Aim of the exercise ▸ Pick out every line in the material below that contains the word "point", and copy each of those lines.

** Start Material shown **

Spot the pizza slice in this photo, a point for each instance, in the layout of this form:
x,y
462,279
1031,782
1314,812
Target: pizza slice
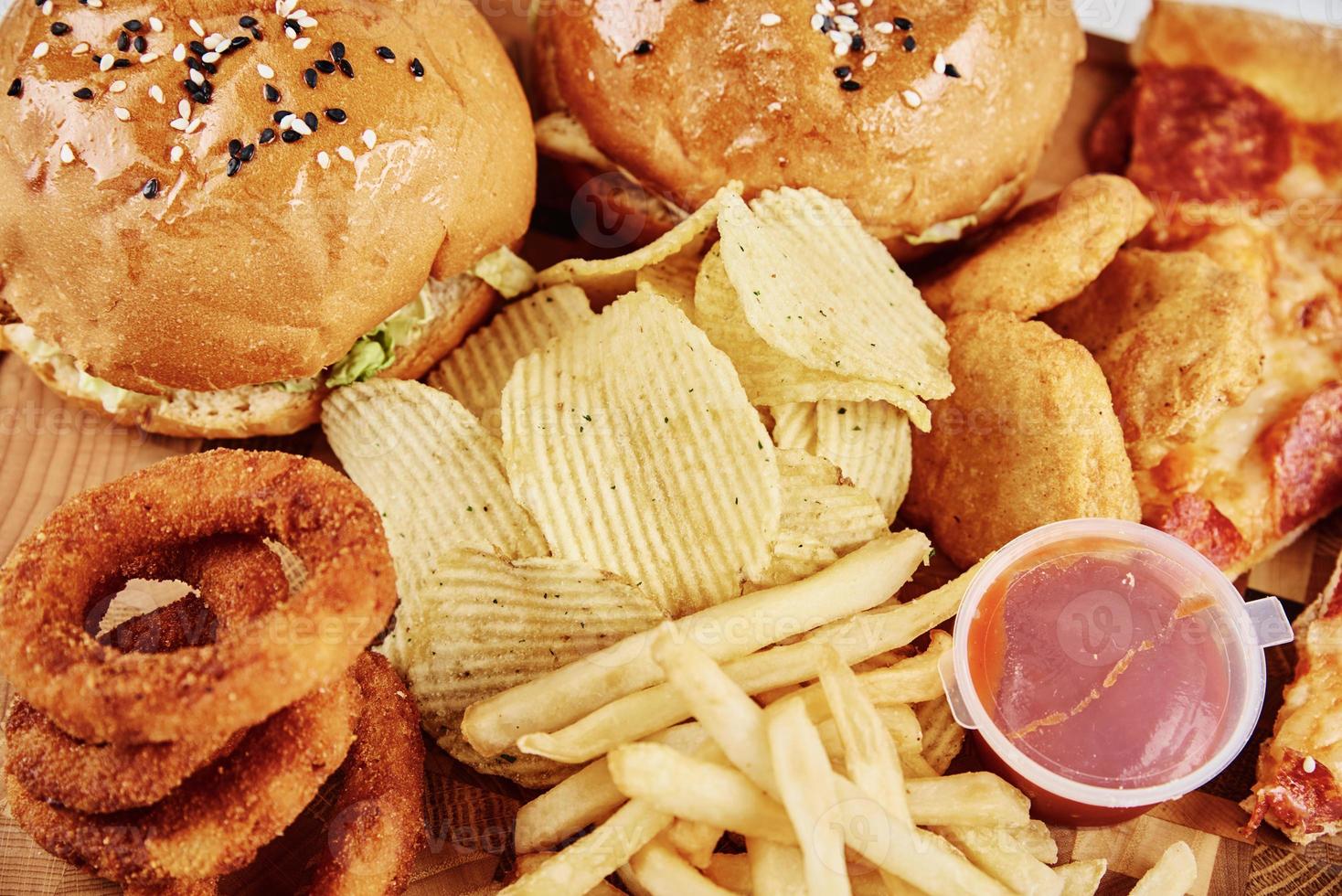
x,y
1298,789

** End Material shown **
** Start Material shown **

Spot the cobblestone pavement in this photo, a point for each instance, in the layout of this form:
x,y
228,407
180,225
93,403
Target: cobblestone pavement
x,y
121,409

** End Material shown **

Finished exercise ▸
Spot the pizza slice in this photo, a point for each instance, in the layout of this form:
Spot the cobblestone pavement in this photo, a point for each instance, in the layout of this form:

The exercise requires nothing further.